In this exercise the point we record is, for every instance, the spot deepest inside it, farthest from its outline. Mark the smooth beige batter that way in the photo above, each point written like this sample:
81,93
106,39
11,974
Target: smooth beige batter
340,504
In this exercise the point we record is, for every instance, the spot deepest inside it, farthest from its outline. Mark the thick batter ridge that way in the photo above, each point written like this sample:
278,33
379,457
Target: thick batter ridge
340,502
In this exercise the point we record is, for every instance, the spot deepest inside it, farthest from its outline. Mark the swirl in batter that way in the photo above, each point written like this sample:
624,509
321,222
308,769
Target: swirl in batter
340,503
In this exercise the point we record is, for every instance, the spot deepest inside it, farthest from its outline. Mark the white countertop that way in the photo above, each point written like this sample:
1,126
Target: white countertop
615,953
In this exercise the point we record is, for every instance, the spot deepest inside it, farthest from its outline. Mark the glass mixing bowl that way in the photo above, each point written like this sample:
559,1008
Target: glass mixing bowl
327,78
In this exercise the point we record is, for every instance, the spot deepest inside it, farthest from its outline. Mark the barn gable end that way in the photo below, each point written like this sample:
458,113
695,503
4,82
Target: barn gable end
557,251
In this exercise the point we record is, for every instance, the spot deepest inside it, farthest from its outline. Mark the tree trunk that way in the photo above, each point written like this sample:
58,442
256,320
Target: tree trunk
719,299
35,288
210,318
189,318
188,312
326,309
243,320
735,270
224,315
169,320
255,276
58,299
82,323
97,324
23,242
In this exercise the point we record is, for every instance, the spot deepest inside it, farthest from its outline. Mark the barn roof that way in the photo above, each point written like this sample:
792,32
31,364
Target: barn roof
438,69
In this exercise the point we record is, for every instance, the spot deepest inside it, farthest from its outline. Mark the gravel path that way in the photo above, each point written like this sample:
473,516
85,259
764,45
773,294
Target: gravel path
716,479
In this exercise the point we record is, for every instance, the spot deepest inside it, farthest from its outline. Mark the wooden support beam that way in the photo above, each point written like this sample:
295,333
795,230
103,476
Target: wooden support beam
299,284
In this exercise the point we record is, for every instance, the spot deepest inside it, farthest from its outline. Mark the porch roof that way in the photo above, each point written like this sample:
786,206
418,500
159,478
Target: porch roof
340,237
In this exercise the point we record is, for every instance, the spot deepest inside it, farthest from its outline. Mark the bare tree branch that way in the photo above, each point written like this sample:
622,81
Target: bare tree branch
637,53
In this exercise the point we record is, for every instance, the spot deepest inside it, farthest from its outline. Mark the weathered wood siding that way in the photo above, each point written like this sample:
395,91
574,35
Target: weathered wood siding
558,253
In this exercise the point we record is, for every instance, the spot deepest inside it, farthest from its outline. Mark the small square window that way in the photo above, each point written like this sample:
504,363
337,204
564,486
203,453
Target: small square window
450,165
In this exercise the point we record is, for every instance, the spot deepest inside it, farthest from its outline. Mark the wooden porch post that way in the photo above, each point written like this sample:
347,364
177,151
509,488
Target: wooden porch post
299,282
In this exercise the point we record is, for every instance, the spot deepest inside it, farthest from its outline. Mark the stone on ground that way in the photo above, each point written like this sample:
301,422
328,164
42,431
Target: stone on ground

###

▶ [Problem requirements]
Write out the lines above word for word, starting at the line that contains "Mark the stone" and ending with the last line.

▶ [Completed task]
In this exercise the point we record is, for every instance, the spot deepest inside it, farthest from its outline. Mark the stone on ground that way in the photo above, each point written like this sample:
301,422
328,164
42,431
Target: stone on ground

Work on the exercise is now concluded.